Exercise aim: Change every occurrence of "Coordinates" in these lines to "Points", and keep all other text as it is.

Saved data entries:
—————
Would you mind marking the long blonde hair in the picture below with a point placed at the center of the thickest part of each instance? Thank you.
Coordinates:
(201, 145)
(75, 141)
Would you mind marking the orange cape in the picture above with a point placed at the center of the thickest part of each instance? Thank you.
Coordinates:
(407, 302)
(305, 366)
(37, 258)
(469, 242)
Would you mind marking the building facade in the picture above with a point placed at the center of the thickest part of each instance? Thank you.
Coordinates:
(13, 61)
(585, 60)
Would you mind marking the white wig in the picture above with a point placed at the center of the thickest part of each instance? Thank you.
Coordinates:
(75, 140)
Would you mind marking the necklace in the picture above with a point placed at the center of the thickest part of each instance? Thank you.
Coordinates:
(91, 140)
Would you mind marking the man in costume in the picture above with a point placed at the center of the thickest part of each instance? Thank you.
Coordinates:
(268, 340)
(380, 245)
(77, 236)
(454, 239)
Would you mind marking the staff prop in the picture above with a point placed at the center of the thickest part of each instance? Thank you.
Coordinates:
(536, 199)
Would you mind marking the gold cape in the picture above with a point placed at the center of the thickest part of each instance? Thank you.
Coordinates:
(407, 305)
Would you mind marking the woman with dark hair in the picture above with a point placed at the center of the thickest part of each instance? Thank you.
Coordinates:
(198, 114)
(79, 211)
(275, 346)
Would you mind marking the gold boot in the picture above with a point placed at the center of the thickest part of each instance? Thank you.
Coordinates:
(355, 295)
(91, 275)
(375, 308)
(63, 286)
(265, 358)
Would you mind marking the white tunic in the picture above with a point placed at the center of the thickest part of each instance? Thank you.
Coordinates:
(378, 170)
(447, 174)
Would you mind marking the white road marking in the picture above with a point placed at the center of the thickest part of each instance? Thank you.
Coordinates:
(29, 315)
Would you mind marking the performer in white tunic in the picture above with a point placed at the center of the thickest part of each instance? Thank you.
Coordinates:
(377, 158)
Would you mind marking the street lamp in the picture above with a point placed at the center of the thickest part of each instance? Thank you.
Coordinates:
—————
Worked solution:
Would you mind marking the long blonde hair in the picture below with a point placed at the center of the thickest part of each instance? Thank you.
Points:
(201, 145)
(75, 141)
Would you mind marking the orange cape in the picture above with a point placed at the center of the thickest part of each instance? Thank you.
Points:
(407, 302)
(305, 366)
(37, 258)
(469, 242)
Would you mind marking the building facade in the picture above with a point placed at the center of the thickest part of each instance? Thank you.
Points:
(13, 61)
(585, 60)
Would you mind marking the white wig in the picture above with a point placed at the center of the thickest part of each instance? Thank you.
Points:
(75, 140)
Would you mind marking the necklace in the picture above with a point placed at the center of the thickest part of each instance? Thank you.
Points:
(91, 140)
Would you mind marking the man in costume in the picture above with a point placed at the center of the thickest part of each instance? Thank you.
Points:
(268, 340)
(380, 245)
(77, 236)
(454, 239)
Would you mind marking the staff prop in the picture above with a point placed at the center of the thickest part of each instance? Thank you.
Points:
(536, 199)
Would you mind marking the gold cape in the picture above with a point placed at the center of the thickest part of each instance? Thank you.
Points:
(407, 305)
Would you mind marking the woman with dark hair in the picture above with a point placed at the center of the thickest part of each instance? Thank you.
Points:
(198, 114)
(79, 211)
(275, 346)
Would you mind marking the gold boot in the picture above with a point placed at the center of the thickest part of each instance? Thank you.
Points:
(355, 295)
(91, 275)
(375, 308)
(63, 286)
(265, 358)
Would you mind marking the white tunic in the picture above with a point placed at the center of the thickest part of each instance? Thank you.
Points:
(378, 170)
(447, 174)
Would you mind marking the white road marking in the picture above with a point placed at the center of the thickest part of each instance? Thank you.
Points:
(29, 315)
Would you mind marking the performer in white tunic in the picture above with a point placed at the center of the thickest part of each instance? Thank you.
Points:
(377, 158)
Would you mind marking the street lamp in the picture above with a point placed at the center of the thickest part of each instance? Thank you.
Points:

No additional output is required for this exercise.